╭─ Extracted records
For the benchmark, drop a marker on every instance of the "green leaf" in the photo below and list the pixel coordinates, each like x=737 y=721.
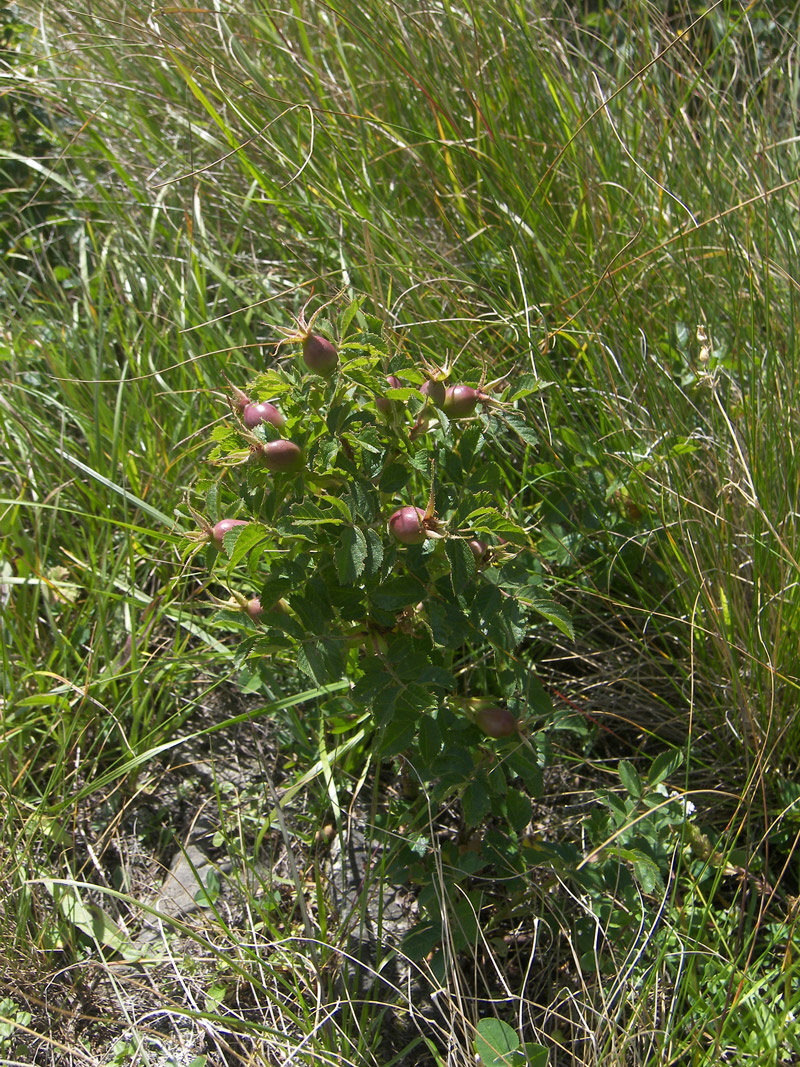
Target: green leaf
x=664 y=765
x=521 y=428
x=462 y=564
x=397 y=736
x=497 y=1044
x=547 y=607
x=394 y=478
x=421 y=940
x=630 y=779
x=517 y=810
x=645 y=870
x=536 y=1055
x=321 y=659
x=242 y=539
x=351 y=555
x=92 y=920
x=490 y=521
x=349 y=314
x=398 y=593
x=476 y=802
╰─
| Task instructions |
Reproduce the listing above word for word, omitting the pictures.

| Task result |
For the benchmark, drop a marker on every instance of the "green leaf" in the photo below and list the pixel coordinates, each like x=737 y=721.
Target: green leaf
x=664 y=765
x=521 y=428
x=462 y=564
x=397 y=736
x=497 y=1044
x=547 y=607
x=394 y=478
x=421 y=940
x=630 y=779
x=517 y=810
x=645 y=870
x=536 y=1055
x=321 y=659
x=242 y=539
x=351 y=555
x=92 y=920
x=490 y=521
x=349 y=314
x=398 y=593
x=476 y=802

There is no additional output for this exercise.